§ **WORK REQUIRED**
Below are some entries. Repeat exactly the lines from the one with "Annotation task — mark the black crop" through the one with "Annotation task — mark the blue denim", and only those.

(Dataset entries)
○ ○ ○ ○ ○

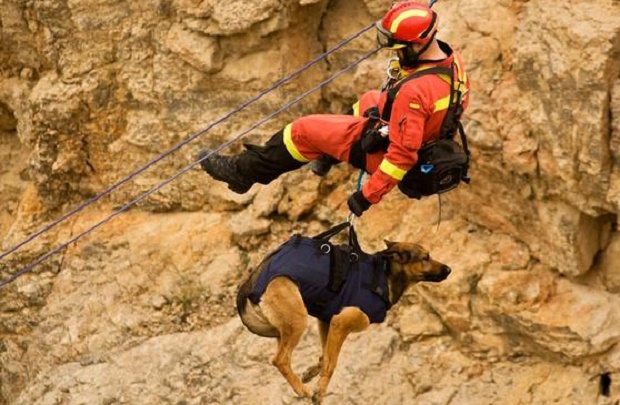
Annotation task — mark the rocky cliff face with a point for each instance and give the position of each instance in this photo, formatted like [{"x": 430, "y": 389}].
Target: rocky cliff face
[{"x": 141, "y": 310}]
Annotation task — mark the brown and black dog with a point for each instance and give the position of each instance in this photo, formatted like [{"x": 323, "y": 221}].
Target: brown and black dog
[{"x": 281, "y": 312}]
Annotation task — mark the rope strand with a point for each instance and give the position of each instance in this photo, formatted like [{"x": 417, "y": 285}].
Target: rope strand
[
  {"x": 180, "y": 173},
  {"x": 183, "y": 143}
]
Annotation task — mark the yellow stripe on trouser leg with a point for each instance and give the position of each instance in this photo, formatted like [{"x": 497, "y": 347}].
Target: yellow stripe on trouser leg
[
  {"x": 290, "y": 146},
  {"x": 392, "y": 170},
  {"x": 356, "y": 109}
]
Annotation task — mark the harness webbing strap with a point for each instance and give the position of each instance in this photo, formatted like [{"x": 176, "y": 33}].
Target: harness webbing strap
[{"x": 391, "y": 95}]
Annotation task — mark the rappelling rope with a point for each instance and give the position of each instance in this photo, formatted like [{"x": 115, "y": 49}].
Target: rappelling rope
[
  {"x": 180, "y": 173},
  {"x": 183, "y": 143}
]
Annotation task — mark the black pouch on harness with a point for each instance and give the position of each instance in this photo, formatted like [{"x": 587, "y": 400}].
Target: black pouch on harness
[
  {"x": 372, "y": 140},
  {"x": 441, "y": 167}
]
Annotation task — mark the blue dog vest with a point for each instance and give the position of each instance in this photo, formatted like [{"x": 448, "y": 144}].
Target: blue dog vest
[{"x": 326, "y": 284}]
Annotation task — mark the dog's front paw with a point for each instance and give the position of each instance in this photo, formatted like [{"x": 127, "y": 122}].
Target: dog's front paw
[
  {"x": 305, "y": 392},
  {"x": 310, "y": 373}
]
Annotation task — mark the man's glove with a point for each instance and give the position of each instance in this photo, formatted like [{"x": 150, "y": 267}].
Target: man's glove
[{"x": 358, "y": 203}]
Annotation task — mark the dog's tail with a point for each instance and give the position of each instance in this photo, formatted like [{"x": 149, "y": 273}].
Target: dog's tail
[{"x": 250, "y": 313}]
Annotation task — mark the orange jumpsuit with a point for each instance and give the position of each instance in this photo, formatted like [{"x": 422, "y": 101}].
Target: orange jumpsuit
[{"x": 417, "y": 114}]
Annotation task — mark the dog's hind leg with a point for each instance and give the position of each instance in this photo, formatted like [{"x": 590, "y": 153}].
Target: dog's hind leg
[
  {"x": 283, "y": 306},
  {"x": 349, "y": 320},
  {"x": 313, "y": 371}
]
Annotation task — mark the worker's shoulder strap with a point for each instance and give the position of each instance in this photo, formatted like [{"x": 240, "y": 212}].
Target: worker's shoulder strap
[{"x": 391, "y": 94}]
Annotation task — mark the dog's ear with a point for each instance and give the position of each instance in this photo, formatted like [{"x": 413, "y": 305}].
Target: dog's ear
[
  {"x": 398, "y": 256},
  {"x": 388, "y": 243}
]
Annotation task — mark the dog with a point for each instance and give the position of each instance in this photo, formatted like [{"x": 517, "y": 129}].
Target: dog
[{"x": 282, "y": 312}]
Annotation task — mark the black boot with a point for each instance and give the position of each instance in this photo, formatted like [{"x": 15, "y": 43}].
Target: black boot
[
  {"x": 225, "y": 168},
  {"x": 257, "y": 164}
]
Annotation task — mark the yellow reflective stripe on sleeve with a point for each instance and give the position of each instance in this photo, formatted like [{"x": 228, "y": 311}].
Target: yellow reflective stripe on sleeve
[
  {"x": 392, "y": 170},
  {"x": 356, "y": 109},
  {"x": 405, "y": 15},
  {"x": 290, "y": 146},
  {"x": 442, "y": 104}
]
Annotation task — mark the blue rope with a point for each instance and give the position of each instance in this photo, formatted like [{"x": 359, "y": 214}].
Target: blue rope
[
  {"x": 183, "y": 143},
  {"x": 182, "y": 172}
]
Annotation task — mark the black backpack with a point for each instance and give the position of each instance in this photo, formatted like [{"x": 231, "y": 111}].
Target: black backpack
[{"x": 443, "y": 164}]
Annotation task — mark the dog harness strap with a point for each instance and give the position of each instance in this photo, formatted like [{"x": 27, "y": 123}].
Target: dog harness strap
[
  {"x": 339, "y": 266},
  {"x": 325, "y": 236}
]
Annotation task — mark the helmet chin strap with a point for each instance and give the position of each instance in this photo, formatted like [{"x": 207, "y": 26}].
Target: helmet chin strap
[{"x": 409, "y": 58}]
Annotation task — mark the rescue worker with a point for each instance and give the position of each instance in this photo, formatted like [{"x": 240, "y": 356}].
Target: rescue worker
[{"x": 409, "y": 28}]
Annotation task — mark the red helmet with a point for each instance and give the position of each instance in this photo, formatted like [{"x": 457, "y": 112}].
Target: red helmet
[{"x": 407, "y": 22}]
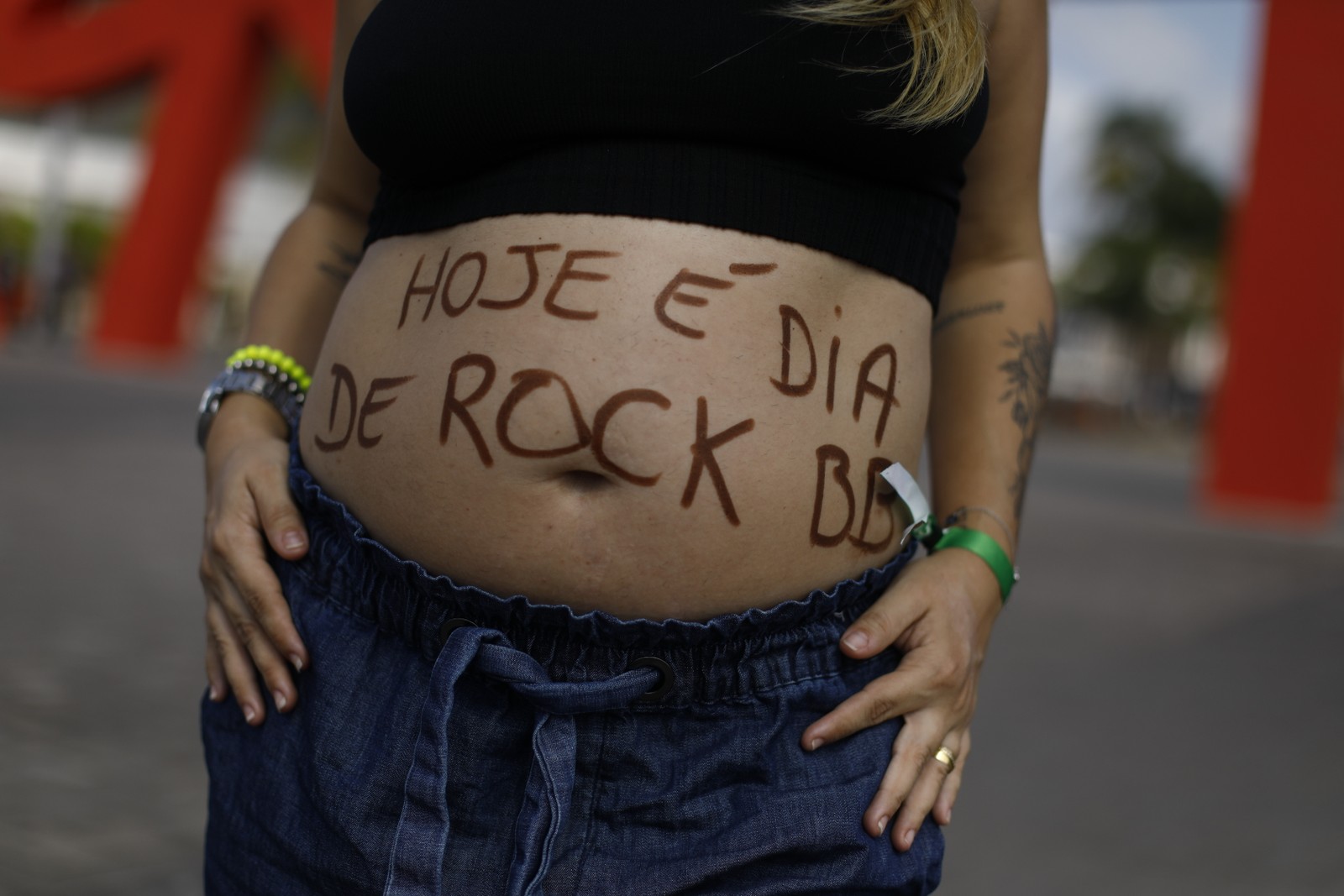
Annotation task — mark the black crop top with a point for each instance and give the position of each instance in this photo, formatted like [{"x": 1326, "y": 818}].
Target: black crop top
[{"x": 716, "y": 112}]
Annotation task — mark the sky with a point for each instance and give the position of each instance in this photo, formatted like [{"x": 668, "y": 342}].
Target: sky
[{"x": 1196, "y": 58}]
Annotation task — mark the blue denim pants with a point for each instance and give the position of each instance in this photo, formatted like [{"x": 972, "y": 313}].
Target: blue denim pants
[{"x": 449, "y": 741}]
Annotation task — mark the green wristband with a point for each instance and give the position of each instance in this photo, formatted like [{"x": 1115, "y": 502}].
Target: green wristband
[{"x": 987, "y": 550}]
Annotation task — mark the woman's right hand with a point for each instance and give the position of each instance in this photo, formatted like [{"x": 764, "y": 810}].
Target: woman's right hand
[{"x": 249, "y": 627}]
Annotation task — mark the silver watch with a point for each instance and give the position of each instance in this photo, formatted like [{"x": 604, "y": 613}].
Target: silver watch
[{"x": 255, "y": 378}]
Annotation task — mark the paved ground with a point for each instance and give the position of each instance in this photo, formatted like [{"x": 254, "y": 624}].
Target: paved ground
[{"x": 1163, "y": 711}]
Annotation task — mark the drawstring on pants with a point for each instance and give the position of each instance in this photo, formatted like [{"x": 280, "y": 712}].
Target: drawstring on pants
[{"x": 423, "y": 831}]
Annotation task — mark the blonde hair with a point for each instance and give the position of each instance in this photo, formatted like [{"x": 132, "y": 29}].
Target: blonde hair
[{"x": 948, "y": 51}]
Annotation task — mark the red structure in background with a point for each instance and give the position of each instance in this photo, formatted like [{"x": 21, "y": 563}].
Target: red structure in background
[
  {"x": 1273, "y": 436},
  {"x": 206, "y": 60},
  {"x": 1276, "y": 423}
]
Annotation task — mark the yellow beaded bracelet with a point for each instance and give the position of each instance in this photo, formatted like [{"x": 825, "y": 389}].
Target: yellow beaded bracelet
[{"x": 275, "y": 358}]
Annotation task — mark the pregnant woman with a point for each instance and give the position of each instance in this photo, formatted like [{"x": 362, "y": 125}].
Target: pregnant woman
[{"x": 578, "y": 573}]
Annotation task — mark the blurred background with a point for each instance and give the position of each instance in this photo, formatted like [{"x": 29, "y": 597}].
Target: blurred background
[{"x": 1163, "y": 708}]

○ ○ ○ ○ ○

§ **ANSWER FOR THE TASK**
Annotation task — mark the black crop top with a point for each instance and give the position of each instance in this photo, formatted like [{"x": 1326, "y": 818}].
Target: black crop top
[{"x": 716, "y": 112}]
Annotation task — mark the sky with a point for each instance and give the position of each instance in this photo, formatted like [{"x": 668, "y": 342}].
Target: sky
[{"x": 1196, "y": 58}]
Annotation task — mark the blue denim pants with a point for each instance and give the position of each instance in this photo, formatted like [{"x": 972, "y": 313}].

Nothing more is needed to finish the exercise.